----- DOKUMENT -----
Abschließend auch noch ein paar Worte zu Pastor Reinhard Schröder und zu unserem zeitweiligen Geschichtslehrer Dr. H. – bei seinem vollen Namen will ich ihn hier aus den weiter unten ersichtlichen Gründen nicht nennen. Schröder war Pastor an der Wohltorfer Heilig-Geist-Kirche, hatte aber daneben an unserer Schule auch Pflichten als Religionslehrer übernommen. Da ich bei ihm mit anderen aus unserer Klasse gleichzeitig den Konfirmandenunterricht besuchte, ergab sich die sehr fruchtbringende Situation, dass wir als Gymnasiasten das intellektuell verarbeiten konnten, was wir als Konfirmanden in Glaubensfragen nicht verstanden. Wir konnten Schröder buchstäblich alles fragen und ihn in endlose Debatten verwickeln – er gab immer redlich Auskunft „von Mann zu Mann“, sogar über eigene Glaubenszweifel, wie wir sie selber hatten. Die krasse Gegenfigur zu Schröder war Dr. H., dessen Vorname ich nicht ohne Grund vergessen habe.
-----
AUFGABE A ::
An welcher Kirche war Reinhard Schröder laut dem Dokument Pastor?
AUFGABE B ::
Setze den Erinnerungstext über Pastor Schröder und Dr. H. im Anschluss an seinen letzten Satz fort.
----- BEREITGESTELLTE DATEN -----
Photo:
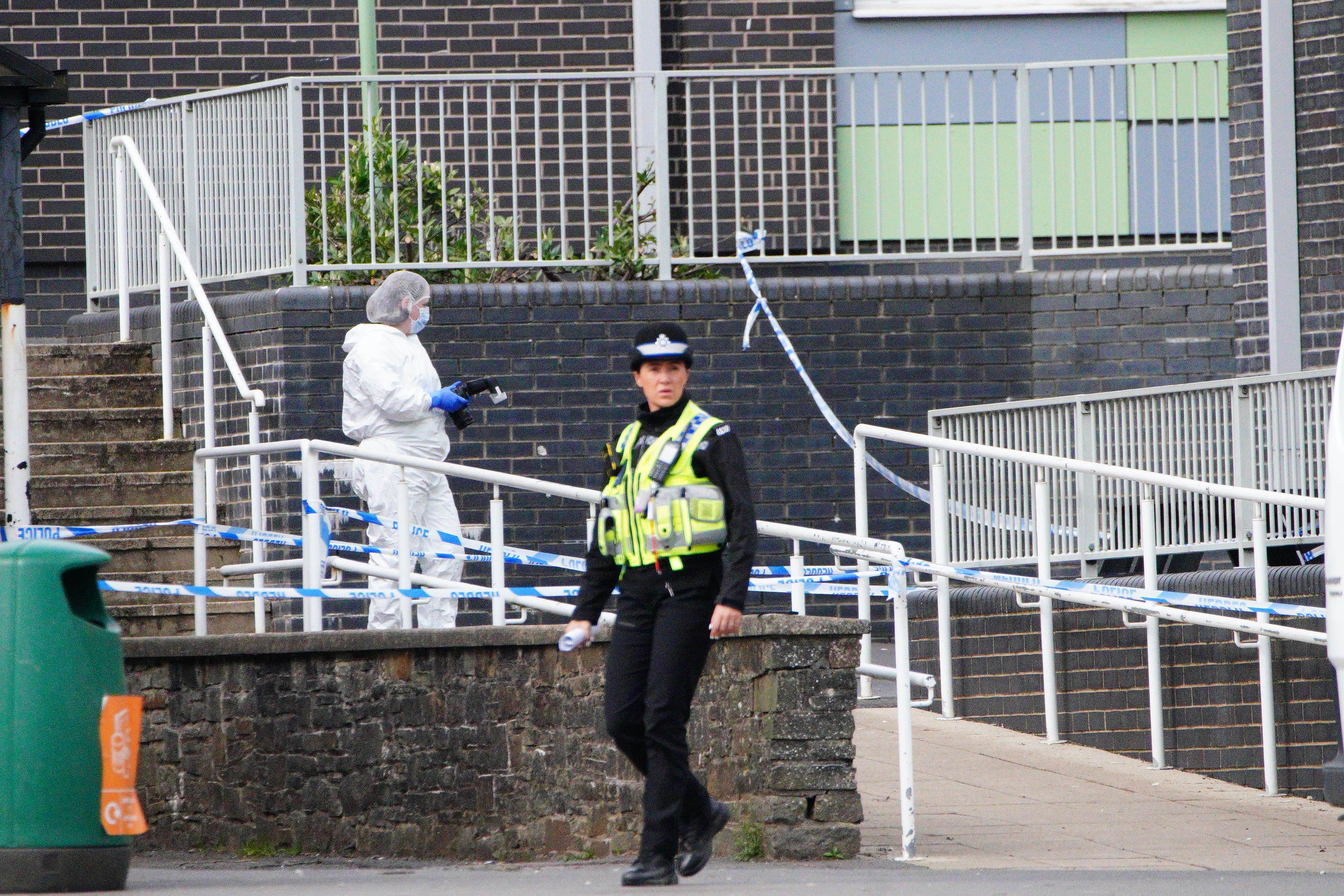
-----
SCHRIFTLICHE ANTWORT A ::
An der Wohltorfer Heilig-Geist-Kirche.

SCHRIFTLICHE ANTWORT B ::
Geschichte gehörte wie Deutsch zu meinen Lieblingsfächern, in denen ich stets sehr gute Noten hatte. Als wir uns im Unterricht dem Ersten Weltkrieg näherten, ergab sich jedoch zwischen H. und mir die ans Absurde grenzende Situation, dass H. den Unterschied zwischen „Grund“ und „Anlass“ nicht anerkennen wollte. Wieder und wieder versuchte ich ihm klar zu machen, der Anlass sei das Attentat von Sarajewo gewesen, der Grund aber die Gegensätze zwischen den verschiedenen Mächten. Aber Dr. H. bewegte sich nicht. Er ließ es auf eine Machtprobe ankommen. Mit durchgedrücktem Rücken stand er unmittelbar vor mir, stützte sich mit geballten Fäusten auf die beiden Pulte neben ihm ab und starrte mich aus weit aufgerissenen Augen wortlos an, während ich wie mit Engelszungen auf ihn einredete. Das Ganze endete damit, dass Dr. H. meine Leistungen im Zeugnis schrittweise von „1“ auf „4“ herabstufte, so dass ich im Abiturzeugnis nur noch eine „2“ bekam, nachdem ich mich freiwillig zu einer mündlichen Prüfung gemeldet hatte, die dann bei einem anderen Geschichtslehrer stattfand.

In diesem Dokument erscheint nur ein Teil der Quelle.